Task goal: Change every occurrence of "terracotta tile roof" to "clay tile roof" throughout the records below, and leave everything else as it is.
-- start Data for this exercise --
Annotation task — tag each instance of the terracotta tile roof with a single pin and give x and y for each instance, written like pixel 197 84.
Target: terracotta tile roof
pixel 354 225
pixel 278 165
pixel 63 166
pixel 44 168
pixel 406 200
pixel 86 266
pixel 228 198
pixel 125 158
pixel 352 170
-- end Data for this exercise --
Task output:
Annotation task — tag each instance of the clay tile roof with a single pin and give x and y for each instance, written like pixel 197 84.
Target: clay tile roof
pixel 354 225
pixel 278 165
pixel 63 166
pixel 44 168
pixel 406 200
pixel 86 266
pixel 228 198
pixel 125 158
pixel 352 170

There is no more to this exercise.